§ Assignment: Search term "glass": copy each line of the data containing it.

§ Dataset extract:
━━━

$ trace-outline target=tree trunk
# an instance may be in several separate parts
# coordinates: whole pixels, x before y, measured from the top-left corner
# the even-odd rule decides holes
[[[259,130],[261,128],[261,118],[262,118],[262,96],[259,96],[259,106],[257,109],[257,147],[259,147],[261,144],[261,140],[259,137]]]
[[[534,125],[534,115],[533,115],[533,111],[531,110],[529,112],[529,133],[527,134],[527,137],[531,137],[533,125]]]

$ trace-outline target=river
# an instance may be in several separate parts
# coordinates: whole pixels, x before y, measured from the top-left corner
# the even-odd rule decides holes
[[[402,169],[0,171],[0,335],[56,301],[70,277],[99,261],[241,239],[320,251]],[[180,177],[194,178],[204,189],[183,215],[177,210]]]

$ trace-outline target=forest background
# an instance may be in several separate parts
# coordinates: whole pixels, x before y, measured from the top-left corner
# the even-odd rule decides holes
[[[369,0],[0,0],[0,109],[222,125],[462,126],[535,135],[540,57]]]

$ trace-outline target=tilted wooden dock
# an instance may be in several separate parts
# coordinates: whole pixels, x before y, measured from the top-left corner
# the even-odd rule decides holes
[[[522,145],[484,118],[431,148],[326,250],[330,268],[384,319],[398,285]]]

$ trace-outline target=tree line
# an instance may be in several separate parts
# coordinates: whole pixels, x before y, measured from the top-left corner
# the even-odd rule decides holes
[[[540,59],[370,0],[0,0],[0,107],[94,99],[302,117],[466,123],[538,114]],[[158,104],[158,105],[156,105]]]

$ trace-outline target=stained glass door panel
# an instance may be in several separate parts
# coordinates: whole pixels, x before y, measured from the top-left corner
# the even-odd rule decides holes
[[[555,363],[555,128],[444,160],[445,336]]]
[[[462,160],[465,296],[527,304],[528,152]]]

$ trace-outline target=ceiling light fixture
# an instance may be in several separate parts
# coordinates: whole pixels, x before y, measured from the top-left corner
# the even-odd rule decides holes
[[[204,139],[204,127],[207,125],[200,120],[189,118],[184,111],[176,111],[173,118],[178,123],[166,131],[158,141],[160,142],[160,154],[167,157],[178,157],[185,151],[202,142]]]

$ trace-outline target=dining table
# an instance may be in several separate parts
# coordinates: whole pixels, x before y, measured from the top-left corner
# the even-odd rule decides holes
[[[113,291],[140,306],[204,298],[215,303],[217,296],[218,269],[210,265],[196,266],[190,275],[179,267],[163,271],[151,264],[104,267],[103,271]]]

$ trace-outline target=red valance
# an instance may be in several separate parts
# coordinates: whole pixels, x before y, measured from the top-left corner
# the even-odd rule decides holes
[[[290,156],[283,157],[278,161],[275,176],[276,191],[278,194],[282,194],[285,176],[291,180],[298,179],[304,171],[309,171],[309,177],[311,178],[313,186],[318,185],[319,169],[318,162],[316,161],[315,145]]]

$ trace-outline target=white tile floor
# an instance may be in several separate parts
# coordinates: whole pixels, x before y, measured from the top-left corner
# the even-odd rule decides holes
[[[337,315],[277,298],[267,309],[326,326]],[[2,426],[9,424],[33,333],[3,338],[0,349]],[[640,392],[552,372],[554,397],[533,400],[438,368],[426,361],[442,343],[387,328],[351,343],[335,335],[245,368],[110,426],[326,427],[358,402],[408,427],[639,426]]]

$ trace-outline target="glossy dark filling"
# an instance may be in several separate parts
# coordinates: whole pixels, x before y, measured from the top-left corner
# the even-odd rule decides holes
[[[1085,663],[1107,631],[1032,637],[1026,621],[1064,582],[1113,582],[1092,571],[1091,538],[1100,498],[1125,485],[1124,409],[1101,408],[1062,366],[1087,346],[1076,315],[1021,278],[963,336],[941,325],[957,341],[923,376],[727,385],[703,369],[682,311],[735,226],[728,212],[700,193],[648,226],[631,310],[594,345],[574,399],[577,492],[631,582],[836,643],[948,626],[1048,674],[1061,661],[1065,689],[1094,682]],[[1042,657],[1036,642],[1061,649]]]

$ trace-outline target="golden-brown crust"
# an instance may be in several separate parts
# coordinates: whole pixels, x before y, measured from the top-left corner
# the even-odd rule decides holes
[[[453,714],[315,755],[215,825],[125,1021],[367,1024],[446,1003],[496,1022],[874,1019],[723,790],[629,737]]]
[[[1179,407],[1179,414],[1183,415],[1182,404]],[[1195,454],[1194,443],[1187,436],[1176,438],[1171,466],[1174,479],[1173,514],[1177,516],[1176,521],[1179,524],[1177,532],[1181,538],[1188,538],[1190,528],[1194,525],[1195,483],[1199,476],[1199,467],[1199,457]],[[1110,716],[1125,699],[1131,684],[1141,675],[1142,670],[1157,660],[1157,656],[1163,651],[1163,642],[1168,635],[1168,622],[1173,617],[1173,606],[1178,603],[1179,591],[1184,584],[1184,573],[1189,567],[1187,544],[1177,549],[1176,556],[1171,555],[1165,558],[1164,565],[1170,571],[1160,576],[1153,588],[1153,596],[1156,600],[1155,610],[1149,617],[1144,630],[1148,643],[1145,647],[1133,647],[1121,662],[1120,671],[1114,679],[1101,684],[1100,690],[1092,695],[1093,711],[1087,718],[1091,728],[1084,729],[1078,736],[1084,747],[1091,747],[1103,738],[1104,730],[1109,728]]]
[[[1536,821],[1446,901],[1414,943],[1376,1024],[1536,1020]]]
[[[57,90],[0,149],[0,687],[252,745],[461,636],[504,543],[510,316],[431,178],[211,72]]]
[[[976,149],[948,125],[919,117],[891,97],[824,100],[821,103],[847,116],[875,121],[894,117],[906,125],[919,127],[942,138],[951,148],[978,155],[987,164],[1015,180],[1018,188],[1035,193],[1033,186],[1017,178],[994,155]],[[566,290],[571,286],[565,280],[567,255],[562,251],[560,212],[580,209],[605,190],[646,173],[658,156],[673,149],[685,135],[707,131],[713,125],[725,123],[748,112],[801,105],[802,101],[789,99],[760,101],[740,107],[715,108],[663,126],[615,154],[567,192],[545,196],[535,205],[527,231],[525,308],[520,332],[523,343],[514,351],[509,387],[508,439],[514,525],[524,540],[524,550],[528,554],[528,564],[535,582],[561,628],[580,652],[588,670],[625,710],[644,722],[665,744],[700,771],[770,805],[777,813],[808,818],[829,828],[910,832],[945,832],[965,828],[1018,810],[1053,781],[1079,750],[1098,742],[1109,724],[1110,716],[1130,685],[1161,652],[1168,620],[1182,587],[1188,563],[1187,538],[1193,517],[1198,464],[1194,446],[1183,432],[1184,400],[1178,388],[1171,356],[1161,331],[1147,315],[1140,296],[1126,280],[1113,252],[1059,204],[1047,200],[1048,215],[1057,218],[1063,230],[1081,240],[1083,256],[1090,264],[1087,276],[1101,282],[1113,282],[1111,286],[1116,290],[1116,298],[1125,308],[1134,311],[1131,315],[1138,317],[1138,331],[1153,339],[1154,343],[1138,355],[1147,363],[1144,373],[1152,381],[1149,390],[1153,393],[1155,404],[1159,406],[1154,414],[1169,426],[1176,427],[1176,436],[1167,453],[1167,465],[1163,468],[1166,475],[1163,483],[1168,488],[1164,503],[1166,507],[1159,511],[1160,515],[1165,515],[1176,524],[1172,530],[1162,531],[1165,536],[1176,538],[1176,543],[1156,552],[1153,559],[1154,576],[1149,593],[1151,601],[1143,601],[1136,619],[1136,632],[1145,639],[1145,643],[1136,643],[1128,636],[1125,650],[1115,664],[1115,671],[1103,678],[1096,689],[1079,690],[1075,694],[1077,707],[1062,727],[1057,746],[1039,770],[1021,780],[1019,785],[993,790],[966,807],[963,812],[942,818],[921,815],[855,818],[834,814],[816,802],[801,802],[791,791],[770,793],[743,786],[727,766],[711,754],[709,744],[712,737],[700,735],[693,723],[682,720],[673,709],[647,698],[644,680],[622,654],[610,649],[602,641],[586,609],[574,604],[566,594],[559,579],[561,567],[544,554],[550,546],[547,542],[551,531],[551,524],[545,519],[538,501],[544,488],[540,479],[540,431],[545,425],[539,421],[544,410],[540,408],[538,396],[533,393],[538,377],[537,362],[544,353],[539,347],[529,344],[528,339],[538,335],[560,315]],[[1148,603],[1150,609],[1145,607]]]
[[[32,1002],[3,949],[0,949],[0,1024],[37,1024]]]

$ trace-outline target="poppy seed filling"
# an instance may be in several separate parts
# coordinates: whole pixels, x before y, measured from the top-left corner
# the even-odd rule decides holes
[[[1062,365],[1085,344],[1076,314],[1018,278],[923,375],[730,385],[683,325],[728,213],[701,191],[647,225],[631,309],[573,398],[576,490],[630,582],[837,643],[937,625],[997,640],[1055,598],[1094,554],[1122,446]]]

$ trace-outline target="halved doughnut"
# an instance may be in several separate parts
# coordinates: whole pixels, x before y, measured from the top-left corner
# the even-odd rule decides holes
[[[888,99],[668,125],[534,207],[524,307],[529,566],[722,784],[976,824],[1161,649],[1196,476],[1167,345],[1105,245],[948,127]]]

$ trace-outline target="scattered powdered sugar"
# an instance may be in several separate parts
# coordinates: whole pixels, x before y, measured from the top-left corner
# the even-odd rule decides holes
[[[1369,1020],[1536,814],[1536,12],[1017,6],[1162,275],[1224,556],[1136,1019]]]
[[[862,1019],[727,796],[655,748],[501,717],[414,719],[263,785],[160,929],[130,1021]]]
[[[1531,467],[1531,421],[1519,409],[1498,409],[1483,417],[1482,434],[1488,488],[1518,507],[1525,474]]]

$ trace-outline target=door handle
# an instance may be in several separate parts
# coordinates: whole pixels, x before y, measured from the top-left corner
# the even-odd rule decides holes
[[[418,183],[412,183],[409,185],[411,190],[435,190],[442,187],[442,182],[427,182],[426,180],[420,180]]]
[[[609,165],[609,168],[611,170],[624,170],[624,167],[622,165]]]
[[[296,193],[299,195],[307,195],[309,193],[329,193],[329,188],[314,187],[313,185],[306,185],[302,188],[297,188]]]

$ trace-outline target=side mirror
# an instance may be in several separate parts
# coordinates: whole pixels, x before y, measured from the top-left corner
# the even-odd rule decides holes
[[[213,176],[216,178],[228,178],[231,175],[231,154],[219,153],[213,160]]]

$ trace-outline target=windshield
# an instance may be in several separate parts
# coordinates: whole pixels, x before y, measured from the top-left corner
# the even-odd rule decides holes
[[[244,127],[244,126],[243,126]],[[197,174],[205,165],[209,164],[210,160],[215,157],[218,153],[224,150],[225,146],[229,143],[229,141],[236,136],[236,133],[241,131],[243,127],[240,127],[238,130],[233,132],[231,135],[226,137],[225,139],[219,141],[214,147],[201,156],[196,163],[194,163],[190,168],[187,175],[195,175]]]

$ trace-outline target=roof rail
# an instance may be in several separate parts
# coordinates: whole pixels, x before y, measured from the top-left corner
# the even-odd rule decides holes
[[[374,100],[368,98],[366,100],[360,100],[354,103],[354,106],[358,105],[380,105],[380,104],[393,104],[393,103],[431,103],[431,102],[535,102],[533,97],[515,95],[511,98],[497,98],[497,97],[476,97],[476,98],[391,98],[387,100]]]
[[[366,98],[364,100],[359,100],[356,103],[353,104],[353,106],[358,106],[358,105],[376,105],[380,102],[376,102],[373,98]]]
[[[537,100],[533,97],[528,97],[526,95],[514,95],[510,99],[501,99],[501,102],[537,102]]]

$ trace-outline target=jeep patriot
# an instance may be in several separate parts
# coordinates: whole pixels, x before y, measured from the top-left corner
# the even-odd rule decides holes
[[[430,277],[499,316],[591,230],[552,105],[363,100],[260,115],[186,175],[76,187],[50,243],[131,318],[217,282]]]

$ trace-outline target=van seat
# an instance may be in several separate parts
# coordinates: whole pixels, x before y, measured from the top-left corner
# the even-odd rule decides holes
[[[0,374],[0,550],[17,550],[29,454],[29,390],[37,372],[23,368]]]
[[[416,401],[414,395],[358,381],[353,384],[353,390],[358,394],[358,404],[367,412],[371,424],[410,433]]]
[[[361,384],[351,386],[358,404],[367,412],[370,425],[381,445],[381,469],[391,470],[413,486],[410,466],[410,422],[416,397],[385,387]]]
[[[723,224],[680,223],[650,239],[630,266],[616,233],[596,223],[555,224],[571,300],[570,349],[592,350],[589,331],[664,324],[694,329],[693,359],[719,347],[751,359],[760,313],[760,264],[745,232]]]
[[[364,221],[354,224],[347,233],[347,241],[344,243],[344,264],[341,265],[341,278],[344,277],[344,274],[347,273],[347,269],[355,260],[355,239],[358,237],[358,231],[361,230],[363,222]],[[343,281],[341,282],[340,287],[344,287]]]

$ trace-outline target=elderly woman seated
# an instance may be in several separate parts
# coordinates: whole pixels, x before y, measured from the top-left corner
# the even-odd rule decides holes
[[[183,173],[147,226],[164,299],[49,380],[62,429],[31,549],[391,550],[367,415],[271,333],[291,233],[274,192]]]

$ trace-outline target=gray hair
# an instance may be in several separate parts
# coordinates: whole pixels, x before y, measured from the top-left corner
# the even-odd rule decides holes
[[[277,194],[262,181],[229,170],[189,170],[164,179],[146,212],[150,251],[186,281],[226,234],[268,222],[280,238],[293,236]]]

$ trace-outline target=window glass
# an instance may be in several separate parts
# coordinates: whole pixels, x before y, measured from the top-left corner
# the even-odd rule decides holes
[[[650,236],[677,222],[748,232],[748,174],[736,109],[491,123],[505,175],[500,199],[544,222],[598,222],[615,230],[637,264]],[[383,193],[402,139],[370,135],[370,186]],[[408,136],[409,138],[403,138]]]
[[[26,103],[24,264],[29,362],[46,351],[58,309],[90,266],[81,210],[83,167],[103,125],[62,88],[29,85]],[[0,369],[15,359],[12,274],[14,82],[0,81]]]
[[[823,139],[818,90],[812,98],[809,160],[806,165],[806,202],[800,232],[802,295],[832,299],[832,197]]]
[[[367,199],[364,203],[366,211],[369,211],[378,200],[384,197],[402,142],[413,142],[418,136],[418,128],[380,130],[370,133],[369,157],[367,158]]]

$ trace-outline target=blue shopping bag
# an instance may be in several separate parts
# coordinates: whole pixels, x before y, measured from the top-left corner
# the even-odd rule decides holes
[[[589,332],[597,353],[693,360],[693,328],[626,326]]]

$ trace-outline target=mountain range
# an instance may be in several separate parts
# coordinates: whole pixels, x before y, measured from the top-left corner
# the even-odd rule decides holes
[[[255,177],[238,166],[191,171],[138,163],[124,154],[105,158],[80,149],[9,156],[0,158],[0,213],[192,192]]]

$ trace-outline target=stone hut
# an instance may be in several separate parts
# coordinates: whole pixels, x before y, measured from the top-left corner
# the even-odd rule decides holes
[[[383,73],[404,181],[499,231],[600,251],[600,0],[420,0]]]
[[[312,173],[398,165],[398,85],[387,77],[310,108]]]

━━━

§ Answer space:
$ trace-outline target=stained glass door panel
$ trace-outline target=window glass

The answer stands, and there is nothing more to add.